◆ **Work instructions**
List every line of the data below that contains the string "covered", matching case exactly.

◆ **Supplied material**

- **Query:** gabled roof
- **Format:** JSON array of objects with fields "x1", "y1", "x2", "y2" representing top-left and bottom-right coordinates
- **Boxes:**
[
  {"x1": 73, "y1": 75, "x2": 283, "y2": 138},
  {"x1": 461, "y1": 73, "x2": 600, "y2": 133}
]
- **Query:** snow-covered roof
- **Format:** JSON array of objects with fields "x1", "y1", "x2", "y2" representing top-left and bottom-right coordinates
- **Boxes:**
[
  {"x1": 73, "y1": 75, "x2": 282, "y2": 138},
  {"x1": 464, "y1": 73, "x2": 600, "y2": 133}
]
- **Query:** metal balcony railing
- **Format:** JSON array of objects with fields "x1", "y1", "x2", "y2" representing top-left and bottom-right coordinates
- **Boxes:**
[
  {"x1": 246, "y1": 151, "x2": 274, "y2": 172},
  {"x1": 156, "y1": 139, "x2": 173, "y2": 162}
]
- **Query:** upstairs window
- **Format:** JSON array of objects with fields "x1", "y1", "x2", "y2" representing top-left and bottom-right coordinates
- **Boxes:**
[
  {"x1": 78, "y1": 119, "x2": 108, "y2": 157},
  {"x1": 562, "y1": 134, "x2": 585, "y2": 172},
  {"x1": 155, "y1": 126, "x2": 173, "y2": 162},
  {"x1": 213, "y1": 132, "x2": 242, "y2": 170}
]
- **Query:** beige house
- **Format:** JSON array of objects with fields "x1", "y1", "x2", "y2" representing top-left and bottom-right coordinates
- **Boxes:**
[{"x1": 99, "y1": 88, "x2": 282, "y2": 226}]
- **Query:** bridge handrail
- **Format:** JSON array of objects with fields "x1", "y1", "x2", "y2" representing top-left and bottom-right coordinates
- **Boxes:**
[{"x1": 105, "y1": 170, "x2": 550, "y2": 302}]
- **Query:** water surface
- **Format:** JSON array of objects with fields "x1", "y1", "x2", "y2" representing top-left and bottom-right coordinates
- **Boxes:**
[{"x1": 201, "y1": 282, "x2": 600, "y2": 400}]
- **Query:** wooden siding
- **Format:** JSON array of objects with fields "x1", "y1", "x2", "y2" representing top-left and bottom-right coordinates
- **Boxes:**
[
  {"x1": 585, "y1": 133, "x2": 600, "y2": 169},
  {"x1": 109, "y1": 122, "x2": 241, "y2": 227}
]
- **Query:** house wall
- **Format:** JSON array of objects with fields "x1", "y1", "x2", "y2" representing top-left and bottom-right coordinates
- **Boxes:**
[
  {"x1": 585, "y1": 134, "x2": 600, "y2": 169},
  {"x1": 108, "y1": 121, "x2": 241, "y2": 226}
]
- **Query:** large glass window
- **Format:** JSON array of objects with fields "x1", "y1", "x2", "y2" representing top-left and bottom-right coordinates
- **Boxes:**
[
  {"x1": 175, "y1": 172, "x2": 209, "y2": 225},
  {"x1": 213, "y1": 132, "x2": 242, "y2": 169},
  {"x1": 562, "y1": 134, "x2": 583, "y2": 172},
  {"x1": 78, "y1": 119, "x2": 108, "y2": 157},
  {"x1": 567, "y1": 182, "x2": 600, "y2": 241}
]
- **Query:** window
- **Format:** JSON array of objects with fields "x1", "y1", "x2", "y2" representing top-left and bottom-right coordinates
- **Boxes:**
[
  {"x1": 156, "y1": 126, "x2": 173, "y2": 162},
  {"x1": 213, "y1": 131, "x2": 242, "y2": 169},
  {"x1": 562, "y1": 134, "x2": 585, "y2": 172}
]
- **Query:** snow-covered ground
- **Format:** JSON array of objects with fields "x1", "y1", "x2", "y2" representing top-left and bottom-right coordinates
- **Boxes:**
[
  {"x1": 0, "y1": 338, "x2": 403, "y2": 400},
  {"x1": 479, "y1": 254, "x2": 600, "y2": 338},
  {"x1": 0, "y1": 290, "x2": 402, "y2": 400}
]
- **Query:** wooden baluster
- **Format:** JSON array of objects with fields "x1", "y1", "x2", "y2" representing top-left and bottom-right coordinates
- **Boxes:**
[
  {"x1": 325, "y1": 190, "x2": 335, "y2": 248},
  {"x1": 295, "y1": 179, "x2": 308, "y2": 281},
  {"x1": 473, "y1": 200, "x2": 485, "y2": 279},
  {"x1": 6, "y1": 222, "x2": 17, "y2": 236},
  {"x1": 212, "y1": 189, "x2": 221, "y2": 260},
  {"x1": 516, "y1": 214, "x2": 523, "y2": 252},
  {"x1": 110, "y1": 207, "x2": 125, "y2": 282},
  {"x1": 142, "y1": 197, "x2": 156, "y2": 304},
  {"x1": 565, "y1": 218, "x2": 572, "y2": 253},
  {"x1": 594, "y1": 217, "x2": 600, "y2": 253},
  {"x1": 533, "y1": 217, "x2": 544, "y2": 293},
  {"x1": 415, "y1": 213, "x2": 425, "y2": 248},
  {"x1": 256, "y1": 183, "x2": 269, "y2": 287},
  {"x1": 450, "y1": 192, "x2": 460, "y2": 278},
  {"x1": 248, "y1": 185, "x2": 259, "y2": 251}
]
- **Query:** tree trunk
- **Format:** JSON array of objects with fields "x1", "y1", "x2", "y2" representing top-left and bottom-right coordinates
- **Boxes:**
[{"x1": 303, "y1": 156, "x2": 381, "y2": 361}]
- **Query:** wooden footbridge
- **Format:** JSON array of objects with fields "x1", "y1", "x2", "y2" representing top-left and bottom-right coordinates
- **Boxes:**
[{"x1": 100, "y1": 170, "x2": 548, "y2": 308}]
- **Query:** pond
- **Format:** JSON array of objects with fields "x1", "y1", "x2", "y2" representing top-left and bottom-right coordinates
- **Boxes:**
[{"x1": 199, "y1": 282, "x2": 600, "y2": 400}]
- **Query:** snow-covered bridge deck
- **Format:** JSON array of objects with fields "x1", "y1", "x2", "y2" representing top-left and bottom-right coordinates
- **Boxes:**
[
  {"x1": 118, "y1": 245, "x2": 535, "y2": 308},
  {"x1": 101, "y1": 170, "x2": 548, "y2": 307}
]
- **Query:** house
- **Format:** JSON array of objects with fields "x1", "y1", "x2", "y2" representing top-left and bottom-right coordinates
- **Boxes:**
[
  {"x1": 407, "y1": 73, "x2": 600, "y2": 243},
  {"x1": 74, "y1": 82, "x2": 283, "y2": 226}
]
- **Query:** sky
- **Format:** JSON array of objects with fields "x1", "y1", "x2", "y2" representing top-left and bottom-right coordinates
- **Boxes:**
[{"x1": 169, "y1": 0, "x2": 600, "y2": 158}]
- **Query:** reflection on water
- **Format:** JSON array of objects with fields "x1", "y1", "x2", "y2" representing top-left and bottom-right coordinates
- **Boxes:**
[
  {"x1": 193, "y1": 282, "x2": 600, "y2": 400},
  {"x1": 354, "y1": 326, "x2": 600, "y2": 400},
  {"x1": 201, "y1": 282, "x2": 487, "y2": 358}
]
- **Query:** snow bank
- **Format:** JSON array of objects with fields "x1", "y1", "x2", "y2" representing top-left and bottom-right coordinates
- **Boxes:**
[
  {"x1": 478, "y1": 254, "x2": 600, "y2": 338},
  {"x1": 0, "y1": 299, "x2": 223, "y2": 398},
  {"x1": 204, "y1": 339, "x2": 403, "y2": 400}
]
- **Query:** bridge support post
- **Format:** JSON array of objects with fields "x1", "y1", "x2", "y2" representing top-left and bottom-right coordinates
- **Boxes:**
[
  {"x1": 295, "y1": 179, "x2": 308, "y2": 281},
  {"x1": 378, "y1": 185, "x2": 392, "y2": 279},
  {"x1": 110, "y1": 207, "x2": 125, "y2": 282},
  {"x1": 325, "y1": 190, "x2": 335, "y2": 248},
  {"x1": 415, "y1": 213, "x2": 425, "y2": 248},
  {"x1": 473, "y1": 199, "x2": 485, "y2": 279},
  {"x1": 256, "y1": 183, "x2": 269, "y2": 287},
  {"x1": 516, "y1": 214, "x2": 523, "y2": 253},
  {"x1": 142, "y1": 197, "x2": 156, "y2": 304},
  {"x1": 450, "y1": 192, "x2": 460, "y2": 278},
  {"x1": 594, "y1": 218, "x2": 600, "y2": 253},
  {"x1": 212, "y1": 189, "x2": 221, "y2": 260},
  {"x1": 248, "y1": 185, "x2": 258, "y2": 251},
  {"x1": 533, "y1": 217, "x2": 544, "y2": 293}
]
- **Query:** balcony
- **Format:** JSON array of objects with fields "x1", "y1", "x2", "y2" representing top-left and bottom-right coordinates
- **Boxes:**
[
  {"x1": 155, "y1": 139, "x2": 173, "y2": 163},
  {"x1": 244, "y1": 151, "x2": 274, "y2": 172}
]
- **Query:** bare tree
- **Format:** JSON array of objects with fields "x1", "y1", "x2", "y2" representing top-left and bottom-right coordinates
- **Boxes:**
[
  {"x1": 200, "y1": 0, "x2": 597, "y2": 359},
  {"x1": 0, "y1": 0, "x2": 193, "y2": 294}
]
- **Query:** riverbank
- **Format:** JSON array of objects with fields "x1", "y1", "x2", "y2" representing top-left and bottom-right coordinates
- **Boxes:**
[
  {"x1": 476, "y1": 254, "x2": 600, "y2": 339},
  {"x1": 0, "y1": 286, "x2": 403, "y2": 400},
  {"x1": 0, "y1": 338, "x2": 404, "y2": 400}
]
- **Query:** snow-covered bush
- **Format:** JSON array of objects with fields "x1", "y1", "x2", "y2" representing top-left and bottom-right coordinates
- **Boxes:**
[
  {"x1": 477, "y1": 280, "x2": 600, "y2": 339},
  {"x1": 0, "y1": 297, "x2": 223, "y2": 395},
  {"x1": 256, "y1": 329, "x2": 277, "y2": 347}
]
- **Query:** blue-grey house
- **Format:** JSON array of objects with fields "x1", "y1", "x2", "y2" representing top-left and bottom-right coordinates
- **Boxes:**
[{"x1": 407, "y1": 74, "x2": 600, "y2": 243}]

◆ **Response to the exercise**
- **Query:** snow-covered roof
- **Query:** snow-covered ground
- **Query:** snow-covered bridge deck
- **Query:** snow-covered bush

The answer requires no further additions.